__ABOUT THIS EXERCISE__: Look for "mask" in each line of the entries, and return the matching lines.

(Text-to-region grounding data)

Start of Block

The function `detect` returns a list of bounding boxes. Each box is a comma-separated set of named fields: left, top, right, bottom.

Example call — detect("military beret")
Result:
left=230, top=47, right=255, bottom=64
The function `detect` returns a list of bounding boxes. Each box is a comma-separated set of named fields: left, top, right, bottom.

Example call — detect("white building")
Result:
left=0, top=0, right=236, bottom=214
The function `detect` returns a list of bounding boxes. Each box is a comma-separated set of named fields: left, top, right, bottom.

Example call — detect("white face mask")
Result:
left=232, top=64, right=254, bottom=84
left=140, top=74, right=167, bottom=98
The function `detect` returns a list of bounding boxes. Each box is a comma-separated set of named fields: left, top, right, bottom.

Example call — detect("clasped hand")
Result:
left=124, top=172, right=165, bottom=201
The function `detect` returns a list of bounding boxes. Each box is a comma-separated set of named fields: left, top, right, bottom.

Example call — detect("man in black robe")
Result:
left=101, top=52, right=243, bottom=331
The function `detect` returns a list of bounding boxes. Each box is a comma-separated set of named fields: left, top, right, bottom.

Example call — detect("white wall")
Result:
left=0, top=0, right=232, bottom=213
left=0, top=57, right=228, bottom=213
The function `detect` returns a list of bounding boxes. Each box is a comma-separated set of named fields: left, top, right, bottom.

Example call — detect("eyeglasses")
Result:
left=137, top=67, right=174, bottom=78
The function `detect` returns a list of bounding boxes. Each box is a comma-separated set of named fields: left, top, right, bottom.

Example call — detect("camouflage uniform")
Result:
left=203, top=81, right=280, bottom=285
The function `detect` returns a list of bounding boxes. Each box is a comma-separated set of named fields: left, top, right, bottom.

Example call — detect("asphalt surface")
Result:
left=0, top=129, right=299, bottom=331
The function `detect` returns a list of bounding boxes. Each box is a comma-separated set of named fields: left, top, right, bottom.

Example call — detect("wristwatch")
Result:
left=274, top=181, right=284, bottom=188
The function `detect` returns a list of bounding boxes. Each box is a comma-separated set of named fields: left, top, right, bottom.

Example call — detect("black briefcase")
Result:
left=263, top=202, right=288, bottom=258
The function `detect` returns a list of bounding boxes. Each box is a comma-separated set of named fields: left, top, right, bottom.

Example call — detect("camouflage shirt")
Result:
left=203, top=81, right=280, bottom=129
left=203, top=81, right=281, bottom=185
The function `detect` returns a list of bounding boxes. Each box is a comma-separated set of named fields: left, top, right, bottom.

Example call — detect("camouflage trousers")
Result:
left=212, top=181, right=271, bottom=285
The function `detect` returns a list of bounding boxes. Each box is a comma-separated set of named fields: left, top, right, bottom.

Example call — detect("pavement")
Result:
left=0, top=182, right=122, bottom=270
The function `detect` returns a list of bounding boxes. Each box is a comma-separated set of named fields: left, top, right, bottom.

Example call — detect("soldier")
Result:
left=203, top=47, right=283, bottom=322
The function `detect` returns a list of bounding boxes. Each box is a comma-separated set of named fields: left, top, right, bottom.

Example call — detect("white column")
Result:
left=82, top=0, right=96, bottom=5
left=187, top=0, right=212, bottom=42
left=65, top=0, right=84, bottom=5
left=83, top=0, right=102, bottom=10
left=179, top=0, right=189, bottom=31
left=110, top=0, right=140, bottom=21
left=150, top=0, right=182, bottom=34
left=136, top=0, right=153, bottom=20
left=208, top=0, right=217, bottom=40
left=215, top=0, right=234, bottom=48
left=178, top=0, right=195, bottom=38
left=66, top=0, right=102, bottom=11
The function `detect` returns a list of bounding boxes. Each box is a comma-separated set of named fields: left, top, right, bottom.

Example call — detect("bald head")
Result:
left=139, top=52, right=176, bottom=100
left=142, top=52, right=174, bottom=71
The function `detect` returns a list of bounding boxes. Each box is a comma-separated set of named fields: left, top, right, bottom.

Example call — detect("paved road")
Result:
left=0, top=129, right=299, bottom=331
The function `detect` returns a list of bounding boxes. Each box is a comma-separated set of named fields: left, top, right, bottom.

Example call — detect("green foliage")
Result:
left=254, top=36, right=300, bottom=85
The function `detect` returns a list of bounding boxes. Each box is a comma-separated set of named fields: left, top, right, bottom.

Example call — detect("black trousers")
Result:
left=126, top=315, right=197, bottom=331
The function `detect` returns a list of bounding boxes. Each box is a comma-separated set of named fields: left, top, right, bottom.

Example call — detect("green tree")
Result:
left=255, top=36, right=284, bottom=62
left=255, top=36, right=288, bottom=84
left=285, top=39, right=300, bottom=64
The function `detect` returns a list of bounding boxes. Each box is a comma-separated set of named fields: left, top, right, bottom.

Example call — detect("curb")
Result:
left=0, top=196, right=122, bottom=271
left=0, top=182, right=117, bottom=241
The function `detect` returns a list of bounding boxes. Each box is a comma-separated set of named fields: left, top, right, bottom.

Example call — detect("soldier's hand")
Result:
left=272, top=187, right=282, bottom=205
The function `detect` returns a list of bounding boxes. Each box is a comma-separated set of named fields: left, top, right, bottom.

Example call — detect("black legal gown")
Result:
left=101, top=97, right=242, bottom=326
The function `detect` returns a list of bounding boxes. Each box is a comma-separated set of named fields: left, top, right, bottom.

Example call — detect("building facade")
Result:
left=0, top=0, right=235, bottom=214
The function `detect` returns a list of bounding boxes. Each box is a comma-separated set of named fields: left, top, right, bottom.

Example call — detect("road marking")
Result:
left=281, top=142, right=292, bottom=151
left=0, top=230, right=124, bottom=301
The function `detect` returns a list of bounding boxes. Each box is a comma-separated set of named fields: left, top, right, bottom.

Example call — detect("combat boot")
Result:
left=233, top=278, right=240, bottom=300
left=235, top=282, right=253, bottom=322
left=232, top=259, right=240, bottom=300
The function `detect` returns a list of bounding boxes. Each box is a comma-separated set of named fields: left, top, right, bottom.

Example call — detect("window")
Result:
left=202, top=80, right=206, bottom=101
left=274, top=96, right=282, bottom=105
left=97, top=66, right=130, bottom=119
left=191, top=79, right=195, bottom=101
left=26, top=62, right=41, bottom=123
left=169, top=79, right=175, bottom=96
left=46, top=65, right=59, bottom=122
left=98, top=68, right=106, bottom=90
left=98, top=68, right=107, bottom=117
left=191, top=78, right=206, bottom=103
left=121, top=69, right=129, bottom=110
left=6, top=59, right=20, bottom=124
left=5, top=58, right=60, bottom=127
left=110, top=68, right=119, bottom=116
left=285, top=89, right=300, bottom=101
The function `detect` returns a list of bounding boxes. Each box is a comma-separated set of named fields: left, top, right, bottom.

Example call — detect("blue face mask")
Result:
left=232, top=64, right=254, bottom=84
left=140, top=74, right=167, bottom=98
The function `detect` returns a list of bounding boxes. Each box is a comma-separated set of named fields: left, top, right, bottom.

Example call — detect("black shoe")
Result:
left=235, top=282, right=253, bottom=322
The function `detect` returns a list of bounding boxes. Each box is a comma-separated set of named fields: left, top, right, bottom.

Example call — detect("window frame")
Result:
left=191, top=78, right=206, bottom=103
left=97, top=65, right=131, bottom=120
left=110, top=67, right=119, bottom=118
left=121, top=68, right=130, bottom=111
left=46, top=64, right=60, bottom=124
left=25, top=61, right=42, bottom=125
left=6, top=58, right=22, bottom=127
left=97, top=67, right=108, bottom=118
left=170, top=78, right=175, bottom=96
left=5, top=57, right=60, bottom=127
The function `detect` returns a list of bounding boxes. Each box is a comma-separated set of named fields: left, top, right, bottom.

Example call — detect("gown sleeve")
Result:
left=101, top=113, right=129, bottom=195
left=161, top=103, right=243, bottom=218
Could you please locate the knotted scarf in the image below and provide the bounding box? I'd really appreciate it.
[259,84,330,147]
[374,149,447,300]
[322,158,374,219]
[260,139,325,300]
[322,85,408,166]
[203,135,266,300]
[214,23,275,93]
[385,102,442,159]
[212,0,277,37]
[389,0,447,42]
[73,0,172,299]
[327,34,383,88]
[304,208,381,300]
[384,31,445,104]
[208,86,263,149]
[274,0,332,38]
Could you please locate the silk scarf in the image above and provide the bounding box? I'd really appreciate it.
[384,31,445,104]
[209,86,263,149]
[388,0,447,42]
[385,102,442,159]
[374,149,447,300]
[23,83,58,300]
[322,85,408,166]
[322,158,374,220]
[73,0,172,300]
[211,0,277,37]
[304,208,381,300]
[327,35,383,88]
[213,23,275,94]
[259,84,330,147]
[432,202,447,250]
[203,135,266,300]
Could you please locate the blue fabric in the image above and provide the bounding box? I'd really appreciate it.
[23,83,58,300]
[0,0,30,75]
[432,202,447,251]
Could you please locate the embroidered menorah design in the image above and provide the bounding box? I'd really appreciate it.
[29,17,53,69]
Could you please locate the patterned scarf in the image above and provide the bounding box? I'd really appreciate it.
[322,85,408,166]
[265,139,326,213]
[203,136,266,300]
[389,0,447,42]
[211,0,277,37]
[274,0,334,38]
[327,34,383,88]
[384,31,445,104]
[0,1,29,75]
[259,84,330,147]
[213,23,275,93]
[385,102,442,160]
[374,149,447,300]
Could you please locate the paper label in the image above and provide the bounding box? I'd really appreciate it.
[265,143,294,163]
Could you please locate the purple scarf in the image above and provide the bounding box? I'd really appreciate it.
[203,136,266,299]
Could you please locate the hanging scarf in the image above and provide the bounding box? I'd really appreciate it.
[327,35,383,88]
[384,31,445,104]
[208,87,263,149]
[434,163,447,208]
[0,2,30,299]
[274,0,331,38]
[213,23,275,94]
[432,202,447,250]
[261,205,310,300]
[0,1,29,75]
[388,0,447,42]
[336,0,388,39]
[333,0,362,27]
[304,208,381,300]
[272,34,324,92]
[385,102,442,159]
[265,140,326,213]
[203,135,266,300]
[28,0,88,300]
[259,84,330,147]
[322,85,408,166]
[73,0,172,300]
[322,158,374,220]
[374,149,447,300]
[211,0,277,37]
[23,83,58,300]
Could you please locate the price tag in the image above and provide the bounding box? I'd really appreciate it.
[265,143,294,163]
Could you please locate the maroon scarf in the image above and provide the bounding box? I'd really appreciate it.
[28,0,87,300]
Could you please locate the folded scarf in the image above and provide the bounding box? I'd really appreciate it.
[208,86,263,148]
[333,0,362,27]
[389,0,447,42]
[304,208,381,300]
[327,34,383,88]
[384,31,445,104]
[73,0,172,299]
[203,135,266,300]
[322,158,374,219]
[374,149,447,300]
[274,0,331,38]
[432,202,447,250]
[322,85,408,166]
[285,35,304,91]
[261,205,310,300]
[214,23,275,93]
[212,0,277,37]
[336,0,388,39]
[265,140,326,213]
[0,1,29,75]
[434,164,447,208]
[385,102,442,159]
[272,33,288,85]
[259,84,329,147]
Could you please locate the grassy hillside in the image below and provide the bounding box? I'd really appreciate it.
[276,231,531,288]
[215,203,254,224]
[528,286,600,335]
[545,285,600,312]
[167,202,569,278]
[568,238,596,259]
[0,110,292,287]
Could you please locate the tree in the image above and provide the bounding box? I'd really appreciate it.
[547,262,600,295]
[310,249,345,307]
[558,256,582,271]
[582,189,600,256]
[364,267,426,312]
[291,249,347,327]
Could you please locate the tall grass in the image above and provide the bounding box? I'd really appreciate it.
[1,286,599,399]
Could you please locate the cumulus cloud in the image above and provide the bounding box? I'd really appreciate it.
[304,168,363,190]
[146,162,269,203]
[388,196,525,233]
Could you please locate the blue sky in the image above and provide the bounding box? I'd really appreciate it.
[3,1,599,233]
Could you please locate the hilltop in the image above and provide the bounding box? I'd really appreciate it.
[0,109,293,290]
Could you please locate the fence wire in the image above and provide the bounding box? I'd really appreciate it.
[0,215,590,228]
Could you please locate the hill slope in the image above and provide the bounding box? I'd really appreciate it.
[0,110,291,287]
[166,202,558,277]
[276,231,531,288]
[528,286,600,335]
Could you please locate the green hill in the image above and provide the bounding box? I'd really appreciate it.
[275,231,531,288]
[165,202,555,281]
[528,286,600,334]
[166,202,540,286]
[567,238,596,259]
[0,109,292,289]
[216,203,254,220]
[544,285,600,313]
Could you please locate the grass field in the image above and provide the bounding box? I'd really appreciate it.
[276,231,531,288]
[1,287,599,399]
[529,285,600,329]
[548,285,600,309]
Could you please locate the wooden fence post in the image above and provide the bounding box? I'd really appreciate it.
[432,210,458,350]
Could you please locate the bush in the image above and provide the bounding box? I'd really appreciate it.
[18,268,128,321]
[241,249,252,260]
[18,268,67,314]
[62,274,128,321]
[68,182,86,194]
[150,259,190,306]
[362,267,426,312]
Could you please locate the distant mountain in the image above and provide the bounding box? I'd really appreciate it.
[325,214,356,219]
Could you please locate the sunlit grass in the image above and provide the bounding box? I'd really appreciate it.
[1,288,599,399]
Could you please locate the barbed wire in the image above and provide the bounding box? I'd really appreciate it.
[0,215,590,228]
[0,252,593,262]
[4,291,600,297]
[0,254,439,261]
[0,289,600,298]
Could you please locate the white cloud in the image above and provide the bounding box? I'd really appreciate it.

End of Block

__RESPONSE__:
Example call — detect("white face mask")
Example call — detect("blue face mask")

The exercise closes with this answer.